Page text |
How we talk about sex shapes how sex is talked about. If that sounds like a circular argument, good, because I see our social understanding of sex as a feedback loop. The words we use, the meanings we ascribe to them, and the context in which they are given, all contribute to the way we and others understand the topics we describe. Words can be arbitrary, but they are no less important in communication.
Hi, I’m Kenneth, and this is the Unspeakable Vice Podcast, where we talk about talking about sex. Sex is a dirty word, a taboo, something that just isn’t talked about. We’re about to dig into why.
I have mixed feelings about words. On the one hand, words are of crucial importance. Words are one of the few ways we have to communicate. When we try to communicate deeply personal, vital, existential ideas, it is critical that we use the right words.
On the other hand, as someone who does not particularly care for labels, I see words as nothing more than labels. And like any label, words can mean different things to different people, they can come with baggage, or unintended meanings, and they can be easily misunderstood.
@thefeministvibe has been posting on Instagram about words, lately, and some of the comments illustrate that different people have different ideas about their definitions. For example, in a post about masculinity, commenters equated masculinity with being a man, or with being misogynist, or with having a penis. When someone posted that “any gender can be masculine,” several other commenters got very confused about the thought that masculinity could be separated from maleness.
When we use a word like masculinity, or feminist, obviously it is important that we use the word in the right way, with the right meaning. Right? Otherwise our message won’t be communicated correctly. People might misunderstand us. They might misunderstand us anyway, but if we use the right words at least we have a chance at being understood.
This reminds me of something Sergio Barrera said in our last episode. He spoke about a man who might say, “I am a straight male who enjoys in the pleasure with other men,” and Sergio said that he couldn’t question that man’s experience or his choice of labels, and he wouldn’t assume that this man is gay or bisexual.
And this brings up the counter-argument to the importance of words. Because Sergio also said that these terms, like straight or bisexual, can be arbitrary. I asked last time, how can we possibly talk about these things if the words we use are arbitrary and thus meaningless?
Words Have Meaning
On the one hand, words are meaningful. Knowing that there is a difference between transgender and transsexual, and knowing what that difference is, is important in order to understand the person who is transgender, and so that we don’t offend that person by using the wrong label.
What kind of feminist are you?
In a college course I took last year, we had a discussion which started by asking everyone in the room, “What kind of feminist are you?” I had no idea how to answer because the question never occurred to me. All kinds of thoughts went through my head. Am I a feminist at all? Is a guy even allowed to be a feminist? Because I believe in all the things that feminists believe, does that automatically make me a feminist? Or does the label impart something else, a membership in a club, a solidarity with other women, or a position necessarily in opposition to men?

Records shown |
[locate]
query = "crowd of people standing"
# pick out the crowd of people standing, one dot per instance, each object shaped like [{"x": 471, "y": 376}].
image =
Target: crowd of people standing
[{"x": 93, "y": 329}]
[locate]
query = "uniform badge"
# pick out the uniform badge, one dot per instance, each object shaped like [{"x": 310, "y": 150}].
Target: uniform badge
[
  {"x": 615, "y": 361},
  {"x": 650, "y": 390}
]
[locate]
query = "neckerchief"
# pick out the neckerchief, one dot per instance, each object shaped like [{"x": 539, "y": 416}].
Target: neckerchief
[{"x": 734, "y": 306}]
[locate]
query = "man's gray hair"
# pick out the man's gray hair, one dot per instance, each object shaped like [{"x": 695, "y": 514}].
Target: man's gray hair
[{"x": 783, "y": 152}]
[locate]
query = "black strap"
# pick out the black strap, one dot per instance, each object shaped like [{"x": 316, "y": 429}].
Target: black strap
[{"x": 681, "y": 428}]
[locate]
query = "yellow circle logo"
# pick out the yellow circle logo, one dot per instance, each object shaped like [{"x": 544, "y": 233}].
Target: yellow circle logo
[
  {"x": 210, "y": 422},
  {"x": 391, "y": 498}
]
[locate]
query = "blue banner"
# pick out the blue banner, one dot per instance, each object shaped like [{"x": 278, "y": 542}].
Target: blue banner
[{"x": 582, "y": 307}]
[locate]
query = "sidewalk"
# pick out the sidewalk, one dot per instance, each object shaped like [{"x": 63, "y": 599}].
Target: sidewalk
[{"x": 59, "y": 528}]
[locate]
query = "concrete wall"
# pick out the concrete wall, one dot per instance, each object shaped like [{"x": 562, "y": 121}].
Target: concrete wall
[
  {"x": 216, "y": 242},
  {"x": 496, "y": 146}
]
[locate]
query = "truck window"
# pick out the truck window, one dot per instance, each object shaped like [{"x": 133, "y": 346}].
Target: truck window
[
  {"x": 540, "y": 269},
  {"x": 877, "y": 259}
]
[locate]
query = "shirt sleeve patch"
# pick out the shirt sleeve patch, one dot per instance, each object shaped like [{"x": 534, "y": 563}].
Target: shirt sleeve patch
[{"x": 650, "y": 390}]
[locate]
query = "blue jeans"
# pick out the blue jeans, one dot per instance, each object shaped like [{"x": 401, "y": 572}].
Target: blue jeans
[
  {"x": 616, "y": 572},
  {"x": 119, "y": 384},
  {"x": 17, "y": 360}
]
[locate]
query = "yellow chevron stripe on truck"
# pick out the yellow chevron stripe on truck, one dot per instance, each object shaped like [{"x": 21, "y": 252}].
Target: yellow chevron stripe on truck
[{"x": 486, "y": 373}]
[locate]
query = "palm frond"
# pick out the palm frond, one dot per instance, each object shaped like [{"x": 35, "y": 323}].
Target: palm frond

What is required |
Can you rewrite the podcast text, starting at the words "Hi, I’m Kenneth, and" and stopping after "be easily misunderstood.", with "central" in place of "crucial"? This data is separate material, apart from the podcast text.

The response |
Hi, I’m Kenneth, and this is the Unspeakable Vice Podcast, where we talk about talking about sex. Sex is a dirty word, a taboo, something that just isn’t talked about. We’re about to dig into why.
I have mixed feelings about words. On the one hand, words are of central importance. Words are one of the few ways we have to communicate. When we try to communicate deeply personal, vital, existential ideas, it is critical that we use the right words.
On the other hand, as someone who does not particularly care for labels, I see words as nothing more than labels. And like any label, words can mean different things to different people, they can come with baggage, or unintended meanings, and they can be easily misunderstood.